## REQUIRED TASK
Please rewrite the part of the records that starts with the line containing "# locate pitcher's" and runs through the end of the records, changing "jersey" to "shirt" and leaving everything else as it is.
+++ RECORDS PROVIDED
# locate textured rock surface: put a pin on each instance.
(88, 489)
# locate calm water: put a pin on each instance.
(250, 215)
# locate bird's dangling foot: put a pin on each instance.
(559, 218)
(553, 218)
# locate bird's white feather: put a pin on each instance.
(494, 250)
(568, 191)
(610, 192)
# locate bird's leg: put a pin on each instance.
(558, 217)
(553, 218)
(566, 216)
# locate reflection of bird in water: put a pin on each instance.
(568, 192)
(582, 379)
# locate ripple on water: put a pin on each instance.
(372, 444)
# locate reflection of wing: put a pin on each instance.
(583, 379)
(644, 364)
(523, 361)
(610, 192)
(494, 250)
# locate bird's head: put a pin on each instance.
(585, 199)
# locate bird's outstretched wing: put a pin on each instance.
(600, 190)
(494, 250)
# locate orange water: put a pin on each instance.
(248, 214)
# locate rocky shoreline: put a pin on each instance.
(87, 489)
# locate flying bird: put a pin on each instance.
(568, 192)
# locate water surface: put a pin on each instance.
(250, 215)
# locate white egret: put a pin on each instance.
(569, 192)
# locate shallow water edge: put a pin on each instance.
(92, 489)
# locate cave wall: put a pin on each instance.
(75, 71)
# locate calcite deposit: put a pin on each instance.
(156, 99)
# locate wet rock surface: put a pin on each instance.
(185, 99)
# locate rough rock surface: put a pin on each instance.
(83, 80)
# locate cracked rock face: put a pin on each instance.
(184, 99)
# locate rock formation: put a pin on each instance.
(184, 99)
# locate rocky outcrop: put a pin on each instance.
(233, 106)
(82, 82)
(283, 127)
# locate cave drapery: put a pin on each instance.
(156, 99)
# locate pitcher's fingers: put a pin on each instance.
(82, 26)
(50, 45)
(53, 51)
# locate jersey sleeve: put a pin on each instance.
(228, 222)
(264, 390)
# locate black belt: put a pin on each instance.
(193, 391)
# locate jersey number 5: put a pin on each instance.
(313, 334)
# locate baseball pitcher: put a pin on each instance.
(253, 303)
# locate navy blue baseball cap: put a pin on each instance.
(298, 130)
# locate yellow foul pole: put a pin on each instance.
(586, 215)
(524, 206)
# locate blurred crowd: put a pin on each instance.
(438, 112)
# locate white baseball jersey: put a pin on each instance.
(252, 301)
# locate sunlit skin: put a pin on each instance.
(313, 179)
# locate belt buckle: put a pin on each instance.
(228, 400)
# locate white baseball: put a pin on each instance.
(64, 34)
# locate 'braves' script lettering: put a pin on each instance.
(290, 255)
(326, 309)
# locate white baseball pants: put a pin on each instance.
++++++
## ANSWER TO THE EXERCISE
# locate pitcher's fingers: put a pin on each instance.
(82, 26)
(50, 45)
(53, 51)
# locate shirt sleeve: put a pin on each instance.
(228, 222)
(264, 390)
# locate black belt: put a pin on each instance.
(193, 391)
# locate shirt number 5: put a pin on each instance.
(313, 334)
# locate baseball pitcher: put a pin on each instance.
(253, 303)
# locate navy blue baseball cap: put a pin on each instance.
(298, 130)
# locate yellow foul pole: put a pin on each instance.
(586, 215)
(524, 206)
# locate blurred crowd: put a pin on each instance.
(438, 112)
# locate white baseball shirt: put a pin on each instance.
(252, 301)
# locate sunlit skin: put a pin on each instance.
(313, 179)
# locate belt buckle: put a pin on each instance.
(228, 400)
# locate white baseball: put a pin on each instance.
(64, 34)
# locate 'braves' script lettering: put a pin on each instance.
(290, 255)
(326, 309)
# locate white baseball pants: put a pin on each instance.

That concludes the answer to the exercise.